## Fragmento:

──────────────────────────────

Caudillajes
Un gobernante que está en el poder durante casi cincuenta años puede ver cómo los líderes de sus países vecinos se suceden y puede ver cómo las políticas practicadas en todas partes van cambiando. Éste es el caso de dos caudillos de épocas distintas: Franco, que se hizo con el poder cuando la ideología fascista justificaba el derechismo, y Castro, que lo hizo cuando el pensamiento radical de los años cincuenta justificaba las actitudes izquierdistas.
Ahora que recordamos el 70 aniversario del comienzo de la Guerra Civil Española, la prensa ha puesto de relieve que la dictadura de Franco fue "oficialmente" hostilizada cuando el Eje perdió la Segunda Guerra Mundial, pero pudo enlazar luego con los países occidentales con los que tenía "relaciones lógicas". Es cierto que las circunstancias de la Guerra Fría jugaron a favor de Franco y que estar en una Europa que mandó turistas a España y recibió a emigrantes españoles le ayudó mucho, pero nada de esto hubiera pasado si Franco se hubiera empecinado en actitudes ideológicas contrarias al viento de la historia como le ha sucedido a Fidel Castro hasta ahora.

──────────────────────────────

## Material proporcionado:

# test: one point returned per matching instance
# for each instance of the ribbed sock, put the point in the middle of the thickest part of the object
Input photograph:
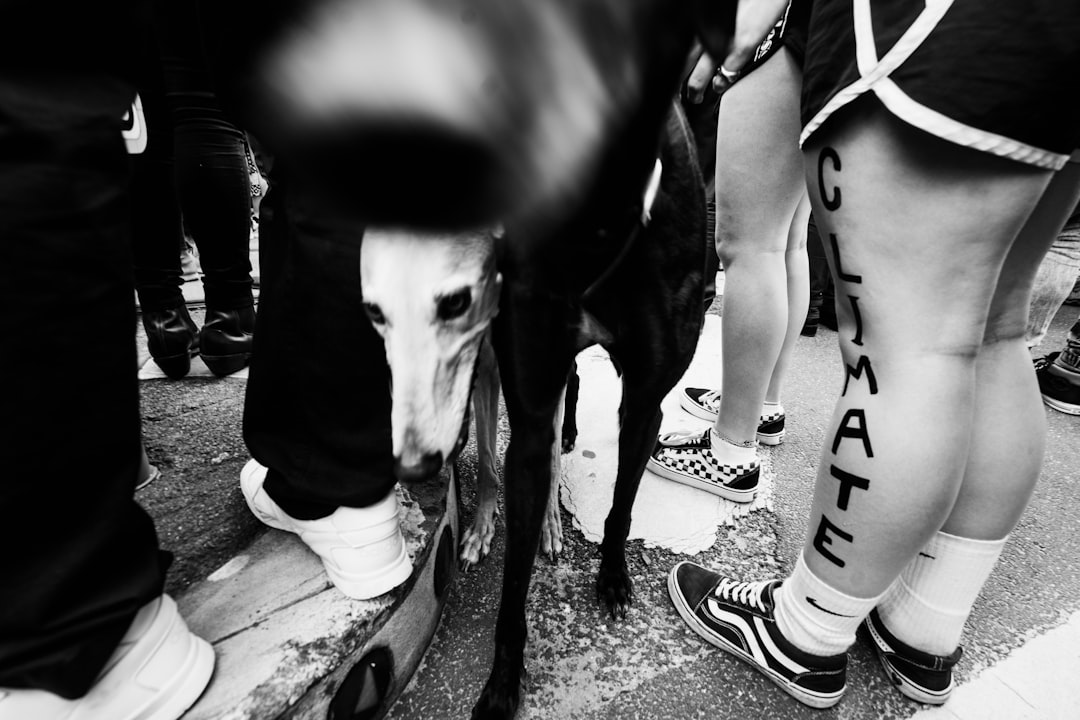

──────────────────────────────

## Objetivo planteado 1:
Según el fragmento sobre Franco y Castro, ¿qué circunstancias favorecieron a Franco tras la derrota del Eje y qué condición considera el texto indispensable para que le sirvieran? Conteste en una a tres frases.
## Objetivo planteado 2:
Indique si cada afirmación concuerda con el fragmento sobre Franco y Castro. Responda sí o no y cite textualmente las palabras que lo deciden.
(a) Franco se hizo con el poder en una época en que la ideología fascista justificaba el derechismo.
(b) Castro llegó al poder cuando el pensamiento radical de los años setenta justificaba las actitudes izquierdistas.
(c) El texto se escribe con motivo del 50 aniversario del comienzo de la Guerra Civil Española.
Responda basándose únicamente en el fragmento, no en el listado.

## Respuesta 1:
A Franco le favorecieron las circunstancias de la Guerra Fría y el hecho de estar en una Europa que mandó turistas a España y recibió a emigrantes españoles. Sin embargo, nada de ello habría ocurrido si se hubiera empecinado en actitudes ideológicas contrarias al viento de la historia, como le ha sucedido a Fidel Castro.

## Respuesta 2:
(a) Sí: "Franco, que se hizo con el poder cuando la ideología fascista justificaba el derechismo".
(b) No: "Castro, que lo hizo cuando el pensamiento radical de los años cincuenta justificaba las actitudes izquierdistas".
(c) No: "Ahora que recordamos el 70 aniversario del comienzo de la Guerra Civil Española".